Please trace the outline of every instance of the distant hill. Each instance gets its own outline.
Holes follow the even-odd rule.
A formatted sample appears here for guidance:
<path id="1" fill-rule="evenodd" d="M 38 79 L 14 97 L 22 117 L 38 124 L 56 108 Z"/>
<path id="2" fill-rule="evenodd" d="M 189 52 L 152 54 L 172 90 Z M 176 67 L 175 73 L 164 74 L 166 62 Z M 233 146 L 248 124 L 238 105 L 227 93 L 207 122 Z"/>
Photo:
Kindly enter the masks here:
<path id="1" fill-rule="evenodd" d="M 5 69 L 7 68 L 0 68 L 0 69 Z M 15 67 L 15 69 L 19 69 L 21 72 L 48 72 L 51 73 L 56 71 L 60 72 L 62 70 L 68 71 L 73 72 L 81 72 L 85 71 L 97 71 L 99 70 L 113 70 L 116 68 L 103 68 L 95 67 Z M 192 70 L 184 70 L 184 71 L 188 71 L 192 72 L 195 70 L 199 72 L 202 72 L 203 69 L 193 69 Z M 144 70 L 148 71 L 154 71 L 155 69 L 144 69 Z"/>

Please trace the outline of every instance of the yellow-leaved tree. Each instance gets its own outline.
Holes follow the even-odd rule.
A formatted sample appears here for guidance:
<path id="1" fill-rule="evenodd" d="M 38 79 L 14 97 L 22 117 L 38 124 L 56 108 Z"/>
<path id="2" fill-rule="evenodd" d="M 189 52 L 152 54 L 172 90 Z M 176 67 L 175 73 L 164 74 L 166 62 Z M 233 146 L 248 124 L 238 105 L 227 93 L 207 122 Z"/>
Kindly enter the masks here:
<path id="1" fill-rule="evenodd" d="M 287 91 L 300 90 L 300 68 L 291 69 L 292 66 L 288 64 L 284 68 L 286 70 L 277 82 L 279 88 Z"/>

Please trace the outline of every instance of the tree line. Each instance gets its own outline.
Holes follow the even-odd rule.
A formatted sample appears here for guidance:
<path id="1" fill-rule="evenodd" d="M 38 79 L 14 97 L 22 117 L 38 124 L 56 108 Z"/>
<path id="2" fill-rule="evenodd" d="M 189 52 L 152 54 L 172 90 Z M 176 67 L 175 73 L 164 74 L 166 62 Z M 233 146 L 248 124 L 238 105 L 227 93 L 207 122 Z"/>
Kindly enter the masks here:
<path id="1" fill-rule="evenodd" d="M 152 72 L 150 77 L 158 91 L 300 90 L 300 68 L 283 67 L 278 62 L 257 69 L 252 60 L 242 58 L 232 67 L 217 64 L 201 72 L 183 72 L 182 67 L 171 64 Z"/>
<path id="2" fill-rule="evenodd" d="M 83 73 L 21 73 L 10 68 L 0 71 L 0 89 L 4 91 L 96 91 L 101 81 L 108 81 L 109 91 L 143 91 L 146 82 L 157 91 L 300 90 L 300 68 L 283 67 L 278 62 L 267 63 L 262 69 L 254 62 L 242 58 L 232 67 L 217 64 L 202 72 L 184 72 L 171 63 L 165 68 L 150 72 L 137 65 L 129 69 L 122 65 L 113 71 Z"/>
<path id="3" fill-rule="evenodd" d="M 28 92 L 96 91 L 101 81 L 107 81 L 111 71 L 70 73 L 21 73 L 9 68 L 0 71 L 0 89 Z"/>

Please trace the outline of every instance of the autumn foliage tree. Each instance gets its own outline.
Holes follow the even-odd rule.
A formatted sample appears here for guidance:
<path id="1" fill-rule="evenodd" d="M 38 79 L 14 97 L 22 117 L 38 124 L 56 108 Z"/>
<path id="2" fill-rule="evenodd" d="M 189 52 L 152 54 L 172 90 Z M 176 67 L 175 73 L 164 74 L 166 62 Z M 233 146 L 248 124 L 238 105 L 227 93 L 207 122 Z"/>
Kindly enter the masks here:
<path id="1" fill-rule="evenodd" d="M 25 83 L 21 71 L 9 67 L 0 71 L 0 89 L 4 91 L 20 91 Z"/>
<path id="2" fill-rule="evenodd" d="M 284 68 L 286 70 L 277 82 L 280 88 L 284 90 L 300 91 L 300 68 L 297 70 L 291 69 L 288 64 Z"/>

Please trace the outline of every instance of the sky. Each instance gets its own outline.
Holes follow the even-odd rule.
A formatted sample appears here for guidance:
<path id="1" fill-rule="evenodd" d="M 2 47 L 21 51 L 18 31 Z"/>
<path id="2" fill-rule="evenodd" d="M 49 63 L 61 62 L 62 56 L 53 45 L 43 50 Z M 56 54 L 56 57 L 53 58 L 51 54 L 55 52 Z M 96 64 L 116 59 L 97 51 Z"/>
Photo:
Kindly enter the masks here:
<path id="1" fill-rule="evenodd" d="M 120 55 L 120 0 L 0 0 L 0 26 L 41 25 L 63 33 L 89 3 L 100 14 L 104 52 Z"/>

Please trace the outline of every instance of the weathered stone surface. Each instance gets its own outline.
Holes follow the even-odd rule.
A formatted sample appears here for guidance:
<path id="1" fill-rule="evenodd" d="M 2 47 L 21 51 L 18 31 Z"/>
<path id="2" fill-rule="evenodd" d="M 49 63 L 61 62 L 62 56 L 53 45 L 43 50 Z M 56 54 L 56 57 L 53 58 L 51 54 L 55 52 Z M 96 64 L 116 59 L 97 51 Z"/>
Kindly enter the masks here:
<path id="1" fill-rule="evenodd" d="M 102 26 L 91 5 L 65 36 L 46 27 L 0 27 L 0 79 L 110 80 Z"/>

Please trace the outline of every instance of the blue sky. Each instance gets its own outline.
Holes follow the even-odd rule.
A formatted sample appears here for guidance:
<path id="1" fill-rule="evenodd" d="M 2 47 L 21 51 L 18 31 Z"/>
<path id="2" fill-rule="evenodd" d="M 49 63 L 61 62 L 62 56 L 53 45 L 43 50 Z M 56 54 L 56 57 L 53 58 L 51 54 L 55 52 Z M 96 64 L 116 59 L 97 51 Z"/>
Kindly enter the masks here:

Work to complete =>
Restate each of the entries above verbatim.

Response to this exercise =>
Please trace the outline of every instance of the distant hill. Each instance gets its own outline.
Holes follow the even-odd rule.
A formatted sample appears here for guidance:
<path id="1" fill-rule="evenodd" d="M 38 79 L 14 97 L 22 117 L 38 124 L 56 108 Z"/>
<path id="2" fill-rule="evenodd" d="M 189 52 L 152 54 L 172 90 Z M 176 67 L 175 73 L 164 74 L 166 62 Z M 233 146 L 248 124 L 238 105 L 227 93 L 207 122 Z"/>
Photo:
Kindly enter the masks here:
<path id="1" fill-rule="evenodd" d="M 5 69 L 7 68 L 0 68 L 0 69 Z M 15 67 L 15 69 L 19 69 L 21 72 L 48 72 L 51 73 L 56 71 L 60 72 L 62 70 L 68 71 L 73 72 L 81 72 L 85 71 L 97 71 L 99 70 L 113 70 L 116 68 L 103 68 L 95 67 Z M 192 70 L 184 70 L 184 71 L 188 71 L 192 72 L 195 70 L 199 72 L 202 72 L 203 69 L 193 69 Z M 144 70 L 148 71 L 154 71 L 155 69 L 144 69 Z"/>

Please trace the outline of every instance of the yellow-leaved tree. Each instance gets its own outline.
Holes follow the even-odd rule.
A formatted sample appears here for guidance:
<path id="1" fill-rule="evenodd" d="M 38 79 L 14 97 L 22 117 L 38 124 L 56 108 Z"/>
<path id="2" fill-rule="evenodd" d="M 189 52 L 152 54 L 172 90 Z M 176 67 L 175 73 L 164 74 L 166 62 Z M 233 146 L 248 124 L 238 105 L 227 93 L 207 122 Z"/>
Kindly enter the masks here:
<path id="1" fill-rule="evenodd" d="M 287 91 L 300 90 L 300 68 L 291 69 L 292 66 L 288 64 L 284 68 L 286 70 L 277 82 L 279 88 Z"/>

Please trace the outline of every instance of the tree line. Each instance gets its own outline.
Holes follow the even-odd rule.
A formatted sample appears here for guidance:
<path id="1" fill-rule="evenodd" d="M 38 79 L 14 97 L 22 117 L 38 124 L 56 108 Z"/>
<path id="2" fill-rule="evenodd" d="M 189 52 L 152 54 L 172 90 Z M 176 67 L 175 73 L 164 74 L 166 62 Z M 233 146 L 248 124 L 238 105 L 227 93 L 207 122 Z"/>
Kindly enter the masks here:
<path id="1" fill-rule="evenodd" d="M 152 72 L 150 77 L 158 91 L 300 90 L 300 68 L 283 67 L 278 62 L 257 69 L 252 60 L 242 58 L 232 67 L 217 64 L 201 72 L 183 72 L 182 67 L 171 64 Z"/>
<path id="2" fill-rule="evenodd" d="M 83 73 L 21 73 L 10 68 L 0 71 L 0 89 L 4 91 L 96 91 L 101 81 L 108 81 L 109 91 L 143 91 L 146 82 L 157 91 L 300 90 L 300 68 L 283 67 L 278 62 L 267 63 L 262 69 L 254 62 L 242 58 L 232 67 L 217 64 L 202 72 L 184 72 L 171 63 L 165 68 L 150 72 L 137 65 L 129 69 L 122 65 L 113 71 Z"/>
<path id="3" fill-rule="evenodd" d="M 28 92 L 96 91 L 101 81 L 107 81 L 111 71 L 70 73 L 21 73 L 9 68 L 0 71 L 0 89 Z"/>

Please trace the outline of every instance of the autumn foliage tree. Each instance gets its own outline.
Holes follow the even-odd rule.
A formatted sample appears here for guidance:
<path id="1" fill-rule="evenodd" d="M 38 79 L 14 97 L 22 117 L 38 124 L 56 108 Z"/>
<path id="2" fill-rule="evenodd" d="M 189 52 L 152 54 L 172 90 Z M 176 67 L 175 73 L 164 74 L 166 62 Z M 233 146 L 248 124 L 238 105 L 227 93 L 207 122 Z"/>
Kindly enter the masks here:
<path id="1" fill-rule="evenodd" d="M 25 83 L 21 71 L 9 67 L 0 71 L 0 89 L 4 91 L 20 91 Z"/>
<path id="2" fill-rule="evenodd" d="M 284 68 L 286 70 L 277 82 L 280 88 L 284 90 L 300 91 L 300 68 L 297 70 L 291 69 L 288 64 Z"/>

Please trace the outline of every instance of the sky. Each instance gets its own outline.
Holes follow the even-odd rule.
A formatted sample appears here for guidance:
<path id="1" fill-rule="evenodd" d="M 2 47 L 21 51 L 18 31 Z"/>
<path id="2" fill-rule="evenodd" d="M 49 63 L 61 62 L 62 56 L 53 45 L 43 50 Z M 56 54 L 56 57 L 53 58 L 51 54 L 55 52 Z M 96 64 L 116 59 L 97 51 Z"/>
Photo:
Kindly enter the masks here:
<path id="1" fill-rule="evenodd" d="M 120 55 L 120 0 L 0 0 L 0 26 L 41 25 L 63 33 L 89 3 L 100 14 L 104 52 Z"/>

Please trace the outline of every instance of the weathered stone surface. Each instance gets its own outline.
Holes follow the even-odd rule.
A formatted sample appears here for guidance:
<path id="1" fill-rule="evenodd" d="M 2 47 L 21 51 L 18 31 Z"/>
<path id="2" fill-rule="evenodd" d="M 49 63 L 61 62 L 62 56 L 53 45 L 43 50 Z M 56 54 L 56 57 L 53 58 L 51 54 L 55 52 Z M 96 64 L 116 59 L 97 51 Z"/>
Kindly enter the masks here:
<path id="1" fill-rule="evenodd" d="M 102 26 L 91 5 L 65 36 L 46 27 L 0 27 L 0 79 L 110 80 Z"/>

Please trace the outline of every instance of the blue sky. Each instance gets its own outline.
Holes follow the even-odd rule.
A formatted sample appears here for guidance:
<path id="1" fill-rule="evenodd" d="M 2 47 L 21 51 L 18 31 Z"/>
<path id="2" fill-rule="evenodd" d="M 49 63 L 61 62 L 62 56 L 53 45 L 43 50 Z M 56 54 L 56 57 L 53 58 L 51 54 L 55 52 Z M 96 64 L 116 59 L 97 51 Z"/>
Kindly enter the masks here:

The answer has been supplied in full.